→ WHAT YOU NEED TO DO: Rewrite the records starting at the very beginning and ending at the line containing "point(210, 31)", with "dot" replaced by "marker" everywhere and nothing else changed.

======== DATA PROVIDED ========

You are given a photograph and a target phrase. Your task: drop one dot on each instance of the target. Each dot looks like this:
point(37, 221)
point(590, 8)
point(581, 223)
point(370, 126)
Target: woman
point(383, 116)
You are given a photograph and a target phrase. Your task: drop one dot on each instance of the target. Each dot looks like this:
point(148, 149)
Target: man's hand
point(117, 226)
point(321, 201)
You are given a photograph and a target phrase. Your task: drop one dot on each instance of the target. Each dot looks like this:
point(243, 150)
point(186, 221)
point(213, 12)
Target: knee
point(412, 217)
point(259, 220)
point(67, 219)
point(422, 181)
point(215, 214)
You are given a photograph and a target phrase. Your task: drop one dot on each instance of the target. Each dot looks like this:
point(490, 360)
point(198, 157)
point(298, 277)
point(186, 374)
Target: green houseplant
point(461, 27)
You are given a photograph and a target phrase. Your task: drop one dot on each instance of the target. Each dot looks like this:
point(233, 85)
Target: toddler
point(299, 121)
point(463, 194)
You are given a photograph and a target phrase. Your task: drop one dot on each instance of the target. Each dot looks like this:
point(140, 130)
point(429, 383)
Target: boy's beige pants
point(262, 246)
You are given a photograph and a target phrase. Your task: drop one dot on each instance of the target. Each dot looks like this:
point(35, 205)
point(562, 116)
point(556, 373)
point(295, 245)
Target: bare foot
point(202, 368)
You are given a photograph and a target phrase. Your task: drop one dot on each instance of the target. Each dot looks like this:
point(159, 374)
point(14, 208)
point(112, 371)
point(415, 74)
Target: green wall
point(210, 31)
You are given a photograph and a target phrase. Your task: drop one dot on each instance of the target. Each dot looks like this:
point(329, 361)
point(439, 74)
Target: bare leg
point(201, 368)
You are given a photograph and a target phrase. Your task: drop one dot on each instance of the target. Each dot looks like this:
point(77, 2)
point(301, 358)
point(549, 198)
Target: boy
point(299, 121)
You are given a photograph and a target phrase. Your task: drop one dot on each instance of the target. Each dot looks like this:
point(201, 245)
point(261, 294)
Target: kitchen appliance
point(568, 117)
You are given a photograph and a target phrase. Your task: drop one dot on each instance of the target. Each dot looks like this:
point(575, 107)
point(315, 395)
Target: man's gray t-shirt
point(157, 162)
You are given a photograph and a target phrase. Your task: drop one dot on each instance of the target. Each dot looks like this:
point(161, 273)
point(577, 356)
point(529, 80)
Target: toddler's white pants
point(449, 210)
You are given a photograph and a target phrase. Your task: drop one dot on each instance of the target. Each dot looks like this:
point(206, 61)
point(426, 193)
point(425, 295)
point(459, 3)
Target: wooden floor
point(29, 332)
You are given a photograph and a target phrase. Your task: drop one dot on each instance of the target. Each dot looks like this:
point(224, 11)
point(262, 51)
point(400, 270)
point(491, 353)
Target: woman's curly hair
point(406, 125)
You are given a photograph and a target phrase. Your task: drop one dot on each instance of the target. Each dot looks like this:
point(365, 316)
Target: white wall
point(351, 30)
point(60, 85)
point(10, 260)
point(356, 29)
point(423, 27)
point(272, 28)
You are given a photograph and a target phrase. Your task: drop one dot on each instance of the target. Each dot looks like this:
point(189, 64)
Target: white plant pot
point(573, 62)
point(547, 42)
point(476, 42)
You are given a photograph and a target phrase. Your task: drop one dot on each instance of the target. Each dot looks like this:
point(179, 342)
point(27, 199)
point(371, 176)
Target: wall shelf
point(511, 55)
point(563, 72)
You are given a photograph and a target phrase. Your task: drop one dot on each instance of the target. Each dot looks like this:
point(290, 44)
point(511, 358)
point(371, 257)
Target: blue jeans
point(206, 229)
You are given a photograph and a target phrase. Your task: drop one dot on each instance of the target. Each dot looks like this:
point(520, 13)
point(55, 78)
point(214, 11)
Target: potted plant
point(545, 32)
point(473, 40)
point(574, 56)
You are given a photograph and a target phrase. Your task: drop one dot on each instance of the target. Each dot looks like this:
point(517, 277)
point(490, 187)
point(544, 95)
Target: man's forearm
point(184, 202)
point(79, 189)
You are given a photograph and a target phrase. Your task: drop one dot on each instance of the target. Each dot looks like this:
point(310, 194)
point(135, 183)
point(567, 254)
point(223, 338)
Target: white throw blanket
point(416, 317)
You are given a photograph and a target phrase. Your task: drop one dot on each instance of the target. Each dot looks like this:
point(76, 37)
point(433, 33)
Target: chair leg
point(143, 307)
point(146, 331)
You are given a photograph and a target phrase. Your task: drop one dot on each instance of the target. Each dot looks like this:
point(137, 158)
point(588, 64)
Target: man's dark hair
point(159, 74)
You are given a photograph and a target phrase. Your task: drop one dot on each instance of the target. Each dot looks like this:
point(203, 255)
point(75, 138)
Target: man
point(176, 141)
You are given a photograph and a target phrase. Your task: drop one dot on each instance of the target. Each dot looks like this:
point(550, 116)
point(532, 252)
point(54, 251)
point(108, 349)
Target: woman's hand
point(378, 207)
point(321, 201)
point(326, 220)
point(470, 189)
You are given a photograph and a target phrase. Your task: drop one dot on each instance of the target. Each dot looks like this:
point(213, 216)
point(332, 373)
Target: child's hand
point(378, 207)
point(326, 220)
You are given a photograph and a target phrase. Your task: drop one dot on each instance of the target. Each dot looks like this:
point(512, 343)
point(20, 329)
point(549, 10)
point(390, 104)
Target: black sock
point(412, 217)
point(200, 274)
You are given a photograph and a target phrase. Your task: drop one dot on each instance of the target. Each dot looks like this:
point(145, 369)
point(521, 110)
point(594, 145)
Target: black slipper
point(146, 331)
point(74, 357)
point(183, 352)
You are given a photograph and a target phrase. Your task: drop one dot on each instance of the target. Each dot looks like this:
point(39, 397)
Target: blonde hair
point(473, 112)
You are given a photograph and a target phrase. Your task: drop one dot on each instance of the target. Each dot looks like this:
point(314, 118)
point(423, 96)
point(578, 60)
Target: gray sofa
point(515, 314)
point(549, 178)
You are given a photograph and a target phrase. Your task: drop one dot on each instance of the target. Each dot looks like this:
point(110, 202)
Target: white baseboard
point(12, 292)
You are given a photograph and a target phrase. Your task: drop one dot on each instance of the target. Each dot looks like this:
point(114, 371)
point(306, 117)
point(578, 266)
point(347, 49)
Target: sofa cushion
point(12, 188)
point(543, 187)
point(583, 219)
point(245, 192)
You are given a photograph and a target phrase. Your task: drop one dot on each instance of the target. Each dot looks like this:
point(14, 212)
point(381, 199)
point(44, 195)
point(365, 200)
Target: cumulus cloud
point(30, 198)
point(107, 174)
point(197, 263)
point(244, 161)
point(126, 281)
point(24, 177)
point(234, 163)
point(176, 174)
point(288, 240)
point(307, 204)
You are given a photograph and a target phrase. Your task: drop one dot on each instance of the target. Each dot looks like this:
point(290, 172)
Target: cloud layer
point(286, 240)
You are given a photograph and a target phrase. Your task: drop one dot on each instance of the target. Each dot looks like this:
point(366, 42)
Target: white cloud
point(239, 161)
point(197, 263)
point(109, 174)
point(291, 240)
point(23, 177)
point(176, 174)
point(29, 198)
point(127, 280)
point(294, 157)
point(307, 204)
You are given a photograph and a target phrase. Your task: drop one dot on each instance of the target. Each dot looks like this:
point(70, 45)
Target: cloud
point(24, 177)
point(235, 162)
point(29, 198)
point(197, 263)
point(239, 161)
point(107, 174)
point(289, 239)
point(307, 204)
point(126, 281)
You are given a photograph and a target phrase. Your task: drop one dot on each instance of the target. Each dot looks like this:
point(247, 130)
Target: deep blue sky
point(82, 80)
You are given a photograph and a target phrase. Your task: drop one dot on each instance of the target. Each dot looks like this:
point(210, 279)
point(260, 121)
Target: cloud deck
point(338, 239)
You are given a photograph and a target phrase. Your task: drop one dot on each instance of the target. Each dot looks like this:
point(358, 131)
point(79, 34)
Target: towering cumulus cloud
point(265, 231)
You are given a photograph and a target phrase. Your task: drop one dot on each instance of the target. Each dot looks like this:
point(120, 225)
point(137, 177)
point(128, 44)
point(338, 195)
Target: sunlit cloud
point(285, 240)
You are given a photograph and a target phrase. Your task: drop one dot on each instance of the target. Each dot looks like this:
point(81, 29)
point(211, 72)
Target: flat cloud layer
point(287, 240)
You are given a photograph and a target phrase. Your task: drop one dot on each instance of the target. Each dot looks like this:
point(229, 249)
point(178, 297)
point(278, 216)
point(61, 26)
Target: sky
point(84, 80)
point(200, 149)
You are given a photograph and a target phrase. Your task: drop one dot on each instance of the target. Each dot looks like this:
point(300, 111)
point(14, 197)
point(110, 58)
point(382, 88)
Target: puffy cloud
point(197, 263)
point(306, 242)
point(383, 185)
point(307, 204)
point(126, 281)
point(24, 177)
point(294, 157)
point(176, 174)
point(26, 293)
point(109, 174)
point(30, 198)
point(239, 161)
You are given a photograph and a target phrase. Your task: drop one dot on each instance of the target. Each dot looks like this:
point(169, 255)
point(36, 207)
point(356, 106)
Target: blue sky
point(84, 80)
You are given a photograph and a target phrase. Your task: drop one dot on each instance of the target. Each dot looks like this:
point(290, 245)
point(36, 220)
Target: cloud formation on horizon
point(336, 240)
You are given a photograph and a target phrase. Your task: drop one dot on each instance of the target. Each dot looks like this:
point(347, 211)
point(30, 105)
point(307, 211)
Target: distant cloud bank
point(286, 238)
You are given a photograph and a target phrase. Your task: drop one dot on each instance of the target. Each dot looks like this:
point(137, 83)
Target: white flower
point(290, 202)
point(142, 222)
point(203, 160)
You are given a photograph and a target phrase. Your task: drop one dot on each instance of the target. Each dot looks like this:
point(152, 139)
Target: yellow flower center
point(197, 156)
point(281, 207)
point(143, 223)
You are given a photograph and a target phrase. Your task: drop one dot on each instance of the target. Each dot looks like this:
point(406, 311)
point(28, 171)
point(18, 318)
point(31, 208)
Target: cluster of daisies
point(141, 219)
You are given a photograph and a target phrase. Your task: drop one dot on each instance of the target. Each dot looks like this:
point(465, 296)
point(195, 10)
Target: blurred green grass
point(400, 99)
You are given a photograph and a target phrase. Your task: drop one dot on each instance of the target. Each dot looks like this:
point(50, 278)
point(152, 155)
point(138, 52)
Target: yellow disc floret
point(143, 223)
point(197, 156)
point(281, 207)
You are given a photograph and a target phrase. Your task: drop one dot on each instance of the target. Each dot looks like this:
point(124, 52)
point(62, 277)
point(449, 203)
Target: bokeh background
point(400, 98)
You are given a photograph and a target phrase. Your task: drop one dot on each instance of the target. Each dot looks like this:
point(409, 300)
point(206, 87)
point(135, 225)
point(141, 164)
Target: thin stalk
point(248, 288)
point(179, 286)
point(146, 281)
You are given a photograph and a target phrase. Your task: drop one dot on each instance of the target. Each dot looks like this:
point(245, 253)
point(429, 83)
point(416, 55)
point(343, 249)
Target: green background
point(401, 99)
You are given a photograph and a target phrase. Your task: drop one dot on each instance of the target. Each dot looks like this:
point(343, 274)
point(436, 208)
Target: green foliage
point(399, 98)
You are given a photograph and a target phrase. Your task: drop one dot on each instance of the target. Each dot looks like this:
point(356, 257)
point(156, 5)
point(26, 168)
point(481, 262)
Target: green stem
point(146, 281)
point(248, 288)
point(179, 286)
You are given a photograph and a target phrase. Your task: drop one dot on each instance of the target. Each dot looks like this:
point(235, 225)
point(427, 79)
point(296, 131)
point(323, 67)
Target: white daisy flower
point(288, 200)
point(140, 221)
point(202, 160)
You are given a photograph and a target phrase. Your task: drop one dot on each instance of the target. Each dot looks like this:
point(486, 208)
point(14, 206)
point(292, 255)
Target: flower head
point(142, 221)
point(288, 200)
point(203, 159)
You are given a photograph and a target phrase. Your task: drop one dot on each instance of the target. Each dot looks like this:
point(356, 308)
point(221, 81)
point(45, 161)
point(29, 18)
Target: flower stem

========

→ ANSWER:
You are given a photograph and a target phrase. Your task: drop one marker on each instance of the target. Each marker looks like this:
point(37, 221)
point(590, 8)
point(581, 223)
point(370, 126)
Target: woman
point(383, 116)
You are given a photograph and a target phrase. Your task: drop one marker on each instance of the target. Each marker looks like this:
point(148, 149)
Target: man's hand
point(117, 226)
point(321, 201)
You are given a photograph and a target phrase. Your task: drop one marker on each instance of the target. Each marker looks like this:
point(243, 150)
point(186, 221)
point(213, 12)
Target: knee
point(412, 217)
point(259, 220)
point(67, 219)
point(422, 181)
point(215, 214)
You are given a photograph and a target phrase. Your task: drop one marker on each instance of the target. Each marker looks like this:
point(490, 360)
point(198, 157)
point(298, 277)
point(186, 374)
Target: green houseplant
point(461, 27)
You are given a photograph and a target phrase. Your task: drop one marker on each instance of the target. Each marker looks like this:
point(233, 85)
Target: toddler
point(299, 121)
point(463, 194)
You are given a photograph and a target phrase. Your task: drop one marker on each instance of the target. Each marker looks like this:
point(140, 130)
point(429, 383)
Target: boy's beige pants
point(262, 246)
You are given a photograph and a target phrase. Your task: drop one marker on each instance of the target. Each marker looks like this:
point(35, 205)
point(562, 116)
point(556, 373)
point(295, 245)
Target: bare foot
point(202, 368)
You are given a photograph and a target phrase. Your task: drop one marker on each instance of the target. Each marker looks like this:
point(159, 374)
point(14, 208)
point(112, 371)
point(415, 74)
Target: green wall
point(210, 31)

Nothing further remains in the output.